» Available records
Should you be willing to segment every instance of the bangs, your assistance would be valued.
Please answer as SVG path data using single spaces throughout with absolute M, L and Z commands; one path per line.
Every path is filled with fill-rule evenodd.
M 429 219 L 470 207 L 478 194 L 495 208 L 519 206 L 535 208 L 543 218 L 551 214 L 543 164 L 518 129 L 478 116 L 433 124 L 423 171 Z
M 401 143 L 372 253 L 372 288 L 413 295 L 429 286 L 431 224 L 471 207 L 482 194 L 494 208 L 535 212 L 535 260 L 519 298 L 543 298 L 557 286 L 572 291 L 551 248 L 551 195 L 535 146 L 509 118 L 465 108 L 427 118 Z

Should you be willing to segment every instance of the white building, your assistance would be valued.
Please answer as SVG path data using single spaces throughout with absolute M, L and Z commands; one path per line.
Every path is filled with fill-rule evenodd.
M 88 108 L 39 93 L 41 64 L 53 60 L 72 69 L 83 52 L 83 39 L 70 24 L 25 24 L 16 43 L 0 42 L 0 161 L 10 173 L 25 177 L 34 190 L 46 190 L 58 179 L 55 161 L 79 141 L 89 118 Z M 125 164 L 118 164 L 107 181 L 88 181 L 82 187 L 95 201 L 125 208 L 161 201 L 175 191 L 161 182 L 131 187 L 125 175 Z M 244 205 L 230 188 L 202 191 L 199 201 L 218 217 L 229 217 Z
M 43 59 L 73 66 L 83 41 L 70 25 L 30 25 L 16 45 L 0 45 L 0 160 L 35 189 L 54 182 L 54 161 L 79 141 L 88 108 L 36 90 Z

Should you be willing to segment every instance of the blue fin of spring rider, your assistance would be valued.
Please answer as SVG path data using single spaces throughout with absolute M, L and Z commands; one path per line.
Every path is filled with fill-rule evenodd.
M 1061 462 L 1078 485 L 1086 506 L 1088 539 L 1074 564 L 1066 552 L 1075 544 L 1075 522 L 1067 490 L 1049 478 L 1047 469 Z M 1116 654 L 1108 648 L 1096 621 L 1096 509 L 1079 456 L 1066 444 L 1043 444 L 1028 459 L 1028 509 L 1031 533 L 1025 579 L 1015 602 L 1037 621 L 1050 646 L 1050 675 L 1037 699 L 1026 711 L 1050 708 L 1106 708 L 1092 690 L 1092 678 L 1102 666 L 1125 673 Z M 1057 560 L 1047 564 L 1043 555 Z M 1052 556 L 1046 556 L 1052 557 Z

» Exercise requirements
Copy all of the data above line for line, with no changes.

» Answer to this problem
Should you be willing to segment every instance of the bangs, your assistance would be valued.
Please answer as SVG path data using single spaces throughout with absolute M, L and Z commands; one path per line.
Every path is filled with fill-rule evenodd.
M 429 219 L 470 207 L 478 194 L 495 208 L 519 206 L 535 208 L 543 218 L 551 214 L 543 164 L 518 129 L 478 116 L 433 124 L 423 171 Z
M 401 143 L 372 253 L 372 288 L 413 295 L 429 286 L 431 224 L 471 207 L 482 194 L 494 208 L 535 212 L 535 260 L 519 298 L 543 298 L 557 286 L 572 291 L 551 248 L 551 195 L 535 146 L 509 118 L 465 108 L 427 118 Z

Should you be willing to segment every instance of the white building, your assistance would be valued.
Please answer as SVG path data using single spaces throughout with absolute M, L and Z commands; one path per line.
Every path is filled with fill-rule evenodd.
M 88 108 L 39 93 L 41 64 L 53 60 L 72 69 L 83 52 L 83 39 L 70 24 L 25 24 L 16 43 L 0 42 L 0 161 L 10 173 L 25 177 L 34 190 L 46 190 L 58 179 L 55 161 L 79 141 L 89 118 Z M 125 164 L 118 164 L 107 181 L 88 181 L 82 187 L 95 201 L 125 208 L 161 201 L 175 191 L 161 182 L 131 187 L 125 175 Z M 244 205 L 230 188 L 202 191 L 199 201 L 218 217 L 229 217 Z
M 43 59 L 73 66 L 83 41 L 70 25 L 30 25 L 16 45 L 0 45 L 0 160 L 35 189 L 54 182 L 54 161 L 79 141 L 88 108 L 36 90 Z

Should you be willing to segment every instance of the blue fin of spring rider, your assistance would be valued.
Please answer as SVG path data using single spaces throughout with absolute M, L and Z commands; one path per line.
Every path is filled with fill-rule evenodd.
M 1061 462 L 1078 485 L 1086 506 L 1088 539 L 1074 564 L 1066 552 L 1075 544 L 1075 522 L 1067 490 L 1049 478 L 1047 469 Z M 1116 654 L 1108 648 L 1096 621 L 1096 509 L 1079 456 L 1066 444 L 1043 444 L 1028 459 L 1028 509 L 1031 533 L 1025 579 L 1015 602 L 1037 621 L 1050 646 L 1050 675 L 1037 699 L 1026 711 L 1050 708 L 1106 708 L 1092 690 L 1092 678 L 1102 666 L 1125 673 Z M 1057 560 L 1047 564 L 1043 555 Z M 1052 556 L 1046 556 L 1052 557 Z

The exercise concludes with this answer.